==== LISTED ENTRIES ====
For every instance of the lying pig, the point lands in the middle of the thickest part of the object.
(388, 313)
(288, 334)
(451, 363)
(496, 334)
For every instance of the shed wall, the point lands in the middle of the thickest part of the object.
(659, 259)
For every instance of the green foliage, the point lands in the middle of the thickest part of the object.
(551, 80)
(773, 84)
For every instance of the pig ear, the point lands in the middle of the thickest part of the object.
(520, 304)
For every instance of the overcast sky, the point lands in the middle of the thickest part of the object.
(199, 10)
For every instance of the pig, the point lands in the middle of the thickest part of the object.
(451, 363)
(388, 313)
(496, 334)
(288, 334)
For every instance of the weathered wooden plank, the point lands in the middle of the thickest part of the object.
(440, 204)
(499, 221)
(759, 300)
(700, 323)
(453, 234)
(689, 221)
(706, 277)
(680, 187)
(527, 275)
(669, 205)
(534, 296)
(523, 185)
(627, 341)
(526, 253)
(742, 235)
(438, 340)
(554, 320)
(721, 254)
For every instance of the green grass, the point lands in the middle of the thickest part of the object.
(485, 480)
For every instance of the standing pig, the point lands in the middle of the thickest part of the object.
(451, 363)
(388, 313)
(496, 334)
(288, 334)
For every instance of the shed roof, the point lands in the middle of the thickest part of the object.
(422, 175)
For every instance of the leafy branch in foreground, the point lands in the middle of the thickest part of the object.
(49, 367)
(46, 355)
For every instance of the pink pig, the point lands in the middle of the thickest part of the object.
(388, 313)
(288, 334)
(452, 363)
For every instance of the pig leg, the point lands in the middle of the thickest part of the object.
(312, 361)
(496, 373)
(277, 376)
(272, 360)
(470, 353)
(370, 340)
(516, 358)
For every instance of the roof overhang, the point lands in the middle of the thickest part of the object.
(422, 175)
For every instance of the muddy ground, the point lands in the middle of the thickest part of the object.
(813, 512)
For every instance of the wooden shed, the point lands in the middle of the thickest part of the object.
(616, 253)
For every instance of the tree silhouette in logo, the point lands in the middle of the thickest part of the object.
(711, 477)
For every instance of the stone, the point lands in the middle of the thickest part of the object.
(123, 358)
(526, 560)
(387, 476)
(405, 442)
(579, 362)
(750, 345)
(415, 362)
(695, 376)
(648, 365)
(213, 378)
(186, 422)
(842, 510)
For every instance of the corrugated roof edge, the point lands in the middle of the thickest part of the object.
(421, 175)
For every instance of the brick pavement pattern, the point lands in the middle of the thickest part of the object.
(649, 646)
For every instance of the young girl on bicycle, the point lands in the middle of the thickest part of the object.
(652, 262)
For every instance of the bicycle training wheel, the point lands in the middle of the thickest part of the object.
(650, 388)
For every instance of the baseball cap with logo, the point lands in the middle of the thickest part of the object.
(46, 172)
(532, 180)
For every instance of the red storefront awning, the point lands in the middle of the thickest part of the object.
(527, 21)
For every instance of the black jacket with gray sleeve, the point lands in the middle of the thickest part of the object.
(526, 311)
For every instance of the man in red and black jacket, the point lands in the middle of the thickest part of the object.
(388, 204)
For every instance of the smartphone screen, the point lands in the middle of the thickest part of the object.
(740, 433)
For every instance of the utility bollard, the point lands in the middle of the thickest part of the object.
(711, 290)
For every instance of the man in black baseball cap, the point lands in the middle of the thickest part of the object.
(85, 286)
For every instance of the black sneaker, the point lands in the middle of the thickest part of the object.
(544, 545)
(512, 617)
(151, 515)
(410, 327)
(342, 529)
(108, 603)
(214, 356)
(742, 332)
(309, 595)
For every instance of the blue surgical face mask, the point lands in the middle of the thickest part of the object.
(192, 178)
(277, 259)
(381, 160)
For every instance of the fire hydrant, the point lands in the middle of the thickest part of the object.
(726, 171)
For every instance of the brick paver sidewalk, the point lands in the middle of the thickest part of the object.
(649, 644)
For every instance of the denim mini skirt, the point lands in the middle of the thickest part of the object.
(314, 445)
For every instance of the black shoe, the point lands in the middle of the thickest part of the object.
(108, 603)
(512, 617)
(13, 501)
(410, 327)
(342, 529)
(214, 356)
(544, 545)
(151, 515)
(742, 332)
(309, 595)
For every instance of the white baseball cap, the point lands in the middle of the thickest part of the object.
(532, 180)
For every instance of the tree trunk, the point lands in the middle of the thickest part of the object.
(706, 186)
====
§ STATED GOAL
Rewrite the rows from the one containing "For every instance of the black shoe, the" through the last row, keeping the requests as they are. Rescale every point coordinate in the answers by multiplying it by 1.3 and rounding to a whole number, with halves rounded up.

§ IN RESPONSE
For every instance of the black shoe, the point lands in the middle of the thickest part of the object.
(140, 784)
(666, 802)
(17, 651)
(533, 425)
(445, 688)
(278, 463)
(707, 709)
(196, 670)
(965, 432)
(402, 774)
For every instance of the white baseball cap, the point lands in the middle of the thickest part of the object.
(692, 234)
For every instance of the tree trunk, the point lands in the middle of the thickest part of the object.
(918, 242)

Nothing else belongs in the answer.